Objective a
Count the lines in the records below that contain the string "written". Give only the number.

Passage provided
'''

Question

If $\theta_{1}, \theta_{2}, \theta_{3}$ are three values lying in $[0,3 \pi)$ for which $\tan \theta=\lambda$, then the value of $\left|\tan \left(\frac{\theta_{1}}{3}\right) \tan \left(\frac{\theta_{2}}{3}\right)+\tan \left(\frac{\theta_{2}}{3}\right) \tan \left(\frac{\theta_{3}}{3}\right)+\tan \left(\frac{\theta_{3}}{3}\right) \tan \left(\frac{\theta_{1}}{3}\right)\right|$ is

• A. 1 /3
• B. 1
• C. 3
• D. none of these

Answer 1

Answer: (C)

$\tan \theta=\frac{3 \tan \frac{\theta}{3}-\tan ^{3} \frac{\theta}{3}}{1-3 \tan ^{2} \frac{\theta}{3}}=\lambda$
$\Rightarrow \tan ^{3}\left(\frac{\theta}{3}\right)-3 \lambda \tan ^{2}\left(\frac{\theta}{3}\right)-3 \tan \frac{\theta}{2}+\lambda=0$
Above equation has roots $\tan \frac{\theta_{1}}{3}, \tan \frac{\theta_{2}}{3}, \tan \frac{\theta_{3}}{3}$
$\therefore \left|\sum \tan \left(\frac{\theta_{1}}{3}\right) \tan \left(\frac{\theta_{2}}{3}\right)\right|=|-3|=3$

'''

Objective b
In the trigonometry problem above, which answer option is given as correct?

The records
'''

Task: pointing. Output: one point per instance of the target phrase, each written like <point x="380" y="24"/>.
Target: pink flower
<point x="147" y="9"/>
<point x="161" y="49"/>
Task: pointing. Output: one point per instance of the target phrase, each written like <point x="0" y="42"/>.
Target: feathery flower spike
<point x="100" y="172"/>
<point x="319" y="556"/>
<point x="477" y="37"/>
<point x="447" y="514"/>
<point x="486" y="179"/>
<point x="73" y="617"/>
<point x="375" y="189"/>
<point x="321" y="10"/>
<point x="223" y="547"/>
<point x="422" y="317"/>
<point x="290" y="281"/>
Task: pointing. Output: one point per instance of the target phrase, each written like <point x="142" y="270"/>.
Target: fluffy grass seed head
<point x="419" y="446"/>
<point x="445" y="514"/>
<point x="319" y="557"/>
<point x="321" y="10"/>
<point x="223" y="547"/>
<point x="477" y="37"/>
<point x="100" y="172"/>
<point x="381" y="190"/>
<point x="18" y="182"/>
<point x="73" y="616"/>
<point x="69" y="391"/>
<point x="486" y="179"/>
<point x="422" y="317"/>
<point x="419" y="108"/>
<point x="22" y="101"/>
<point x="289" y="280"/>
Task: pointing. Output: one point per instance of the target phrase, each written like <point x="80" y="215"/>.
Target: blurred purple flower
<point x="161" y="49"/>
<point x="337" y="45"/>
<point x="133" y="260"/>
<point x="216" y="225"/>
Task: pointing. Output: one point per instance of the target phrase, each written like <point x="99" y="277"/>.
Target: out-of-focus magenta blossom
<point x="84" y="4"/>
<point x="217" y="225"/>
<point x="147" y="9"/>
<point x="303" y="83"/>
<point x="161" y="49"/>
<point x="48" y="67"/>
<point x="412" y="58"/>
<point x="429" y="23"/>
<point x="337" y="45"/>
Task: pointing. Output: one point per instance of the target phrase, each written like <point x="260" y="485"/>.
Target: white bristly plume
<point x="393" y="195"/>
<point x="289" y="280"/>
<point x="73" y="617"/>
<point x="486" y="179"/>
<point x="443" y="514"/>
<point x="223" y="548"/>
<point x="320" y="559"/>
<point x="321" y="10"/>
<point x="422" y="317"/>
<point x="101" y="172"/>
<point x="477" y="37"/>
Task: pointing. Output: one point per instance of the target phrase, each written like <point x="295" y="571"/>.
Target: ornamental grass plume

'''

Correct answer a
7

Correct answer b
Option (C), with the value 3.